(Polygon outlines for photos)
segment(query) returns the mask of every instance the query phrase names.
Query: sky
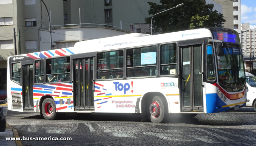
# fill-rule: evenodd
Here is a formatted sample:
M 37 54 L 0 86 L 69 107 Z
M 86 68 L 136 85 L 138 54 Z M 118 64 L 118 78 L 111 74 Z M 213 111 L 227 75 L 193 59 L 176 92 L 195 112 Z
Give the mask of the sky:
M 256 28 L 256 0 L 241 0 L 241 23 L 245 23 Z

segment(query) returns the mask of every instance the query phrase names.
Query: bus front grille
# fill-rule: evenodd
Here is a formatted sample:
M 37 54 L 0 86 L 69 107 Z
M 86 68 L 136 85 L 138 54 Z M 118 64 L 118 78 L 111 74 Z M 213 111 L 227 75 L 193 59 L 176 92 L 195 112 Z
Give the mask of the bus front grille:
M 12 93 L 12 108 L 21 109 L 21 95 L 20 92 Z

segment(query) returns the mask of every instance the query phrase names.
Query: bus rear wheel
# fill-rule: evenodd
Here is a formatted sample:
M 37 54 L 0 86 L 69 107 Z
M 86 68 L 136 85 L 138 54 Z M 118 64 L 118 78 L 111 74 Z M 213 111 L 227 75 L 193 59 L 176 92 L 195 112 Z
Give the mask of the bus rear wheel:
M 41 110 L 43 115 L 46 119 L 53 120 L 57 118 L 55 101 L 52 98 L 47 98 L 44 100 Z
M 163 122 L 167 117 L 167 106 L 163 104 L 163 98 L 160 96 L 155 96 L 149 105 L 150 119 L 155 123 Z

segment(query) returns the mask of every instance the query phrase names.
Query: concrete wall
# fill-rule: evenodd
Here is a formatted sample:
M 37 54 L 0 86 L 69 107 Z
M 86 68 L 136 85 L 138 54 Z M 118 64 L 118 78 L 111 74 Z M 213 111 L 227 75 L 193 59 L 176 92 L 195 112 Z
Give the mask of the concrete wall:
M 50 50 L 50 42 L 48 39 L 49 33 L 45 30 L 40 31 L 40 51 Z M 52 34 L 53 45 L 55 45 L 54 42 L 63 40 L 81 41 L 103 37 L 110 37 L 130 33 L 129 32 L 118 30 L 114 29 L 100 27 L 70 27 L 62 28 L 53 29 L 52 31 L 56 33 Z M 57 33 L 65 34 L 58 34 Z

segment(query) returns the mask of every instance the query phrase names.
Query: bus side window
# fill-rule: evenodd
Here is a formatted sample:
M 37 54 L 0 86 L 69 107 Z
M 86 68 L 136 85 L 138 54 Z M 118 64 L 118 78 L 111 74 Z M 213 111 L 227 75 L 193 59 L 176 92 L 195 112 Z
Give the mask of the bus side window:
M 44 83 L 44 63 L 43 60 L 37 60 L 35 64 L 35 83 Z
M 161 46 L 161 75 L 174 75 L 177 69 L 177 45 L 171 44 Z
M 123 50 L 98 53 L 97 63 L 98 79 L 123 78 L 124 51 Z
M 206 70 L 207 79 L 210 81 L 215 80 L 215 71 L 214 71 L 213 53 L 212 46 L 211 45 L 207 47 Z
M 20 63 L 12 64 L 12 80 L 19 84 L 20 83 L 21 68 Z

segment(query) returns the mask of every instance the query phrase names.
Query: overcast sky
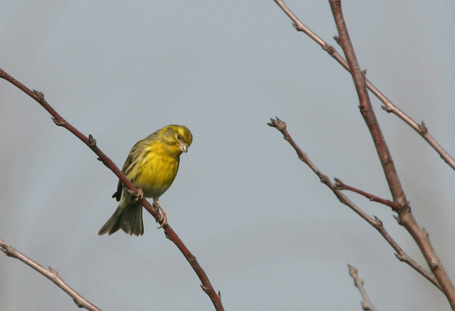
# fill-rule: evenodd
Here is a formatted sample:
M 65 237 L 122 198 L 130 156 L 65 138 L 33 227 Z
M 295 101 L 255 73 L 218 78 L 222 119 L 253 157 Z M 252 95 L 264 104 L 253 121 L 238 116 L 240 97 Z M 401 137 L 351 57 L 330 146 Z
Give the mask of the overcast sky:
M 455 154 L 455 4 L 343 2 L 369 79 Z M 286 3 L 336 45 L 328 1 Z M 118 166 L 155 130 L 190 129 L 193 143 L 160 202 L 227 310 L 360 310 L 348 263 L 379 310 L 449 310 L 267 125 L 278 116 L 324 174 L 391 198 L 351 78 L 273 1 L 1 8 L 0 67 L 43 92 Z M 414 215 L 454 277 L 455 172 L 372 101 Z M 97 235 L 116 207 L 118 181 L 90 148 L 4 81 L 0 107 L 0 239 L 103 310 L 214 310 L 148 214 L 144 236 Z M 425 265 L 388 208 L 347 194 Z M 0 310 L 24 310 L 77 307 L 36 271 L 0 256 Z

§ GIVEN PROBLEM: Copy the listing word for word, from its first line through the line that contains "M 163 122 L", including that line. Leave out the pictures.

§ RESULT BELOW:
segment(query) returns the mask of every instance the query phrase names.
Query: sky
# fill-rule: evenodd
Here is a formatted sample:
M 37 54 L 0 86 L 69 107 Z
M 86 68 L 136 85 L 138 54 Z M 118 64 L 118 78 L 111 74 Z M 213 111 L 227 75 L 193 59 L 176 92 L 195 112 Z
Give the mask of the sky:
M 256 28 L 256 0 L 241 0 L 241 23 L 245 23 Z

segment(query) returns the mask of every instance the query phrase names.
Query: bus front grille
# fill-rule: evenodd
Here is a formatted sample:
M 37 54 L 0 86 L 69 107 Z
M 86 68 L 136 85 L 138 54 Z M 118 64 L 118 78 L 111 74 Z M 213 111 L 227 75 L 193 59 L 176 92 L 195 112 Z
Give the mask of the bus front grille:
M 12 93 L 12 108 L 21 109 L 21 95 L 20 92 Z

segment(query) returns the mask of every instance the query phrase names.
Query: bus rear wheel
# fill-rule: evenodd
Here is a formatted sample:
M 37 54 L 0 86 L 69 107 Z
M 86 68 L 136 85 L 138 54 Z M 118 64 L 118 78 L 111 74 Z M 213 111 L 227 75 L 193 59 L 176 92 L 195 112 Z
Give the mask of the bus rear wheel:
M 41 110 L 43 115 L 46 119 L 53 120 L 57 118 L 55 101 L 52 98 L 47 98 L 44 100 Z
M 163 122 L 167 117 L 167 106 L 163 104 L 163 98 L 160 96 L 155 96 L 149 105 L 150 119 L 155 123 Z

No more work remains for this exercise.